▸ **YOUR TASK**
Look below for the line with "of the weed". Extract that line and each one after it through the last, word for word.

▸ **THE INPUT**
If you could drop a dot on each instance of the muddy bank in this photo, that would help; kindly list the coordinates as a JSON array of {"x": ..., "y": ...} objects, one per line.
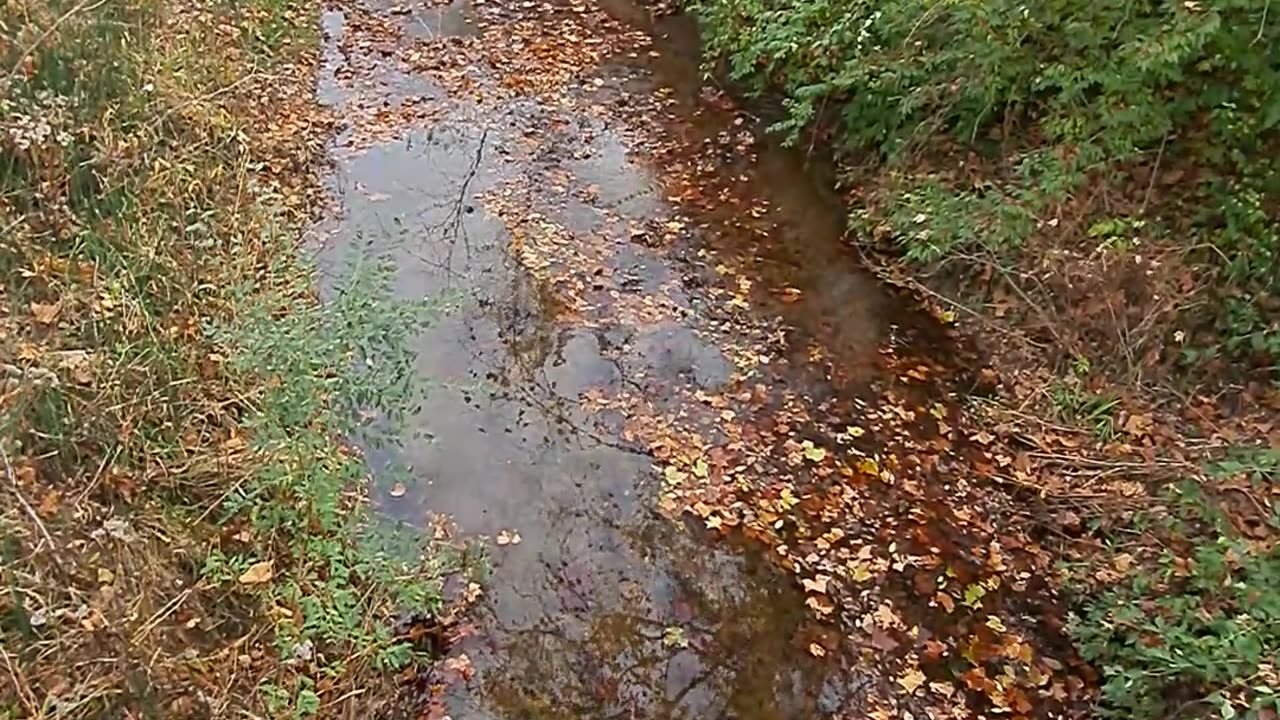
[{"x": 661, "y": 364}]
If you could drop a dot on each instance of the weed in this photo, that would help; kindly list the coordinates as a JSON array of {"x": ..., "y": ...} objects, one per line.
[
  {"x": 1196, "y": 625},
  {"x": 176, "y": 408},
  {"x": 1077, "y": 404},
  {"x": 991, "y": 118}
]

▸ **RESULT**
If you could drop a dot on each instance of the weed in this photo, that would help; kindly list the coordinates as a JSON array of {"x": ..., "y": ...} objects, one per line.
[
  {"x": 1196, "y": 625},
  {"x": 176, "y": 408},
  {"x": 1077, "y": 404},
  {"x": 991, "y": 118}
]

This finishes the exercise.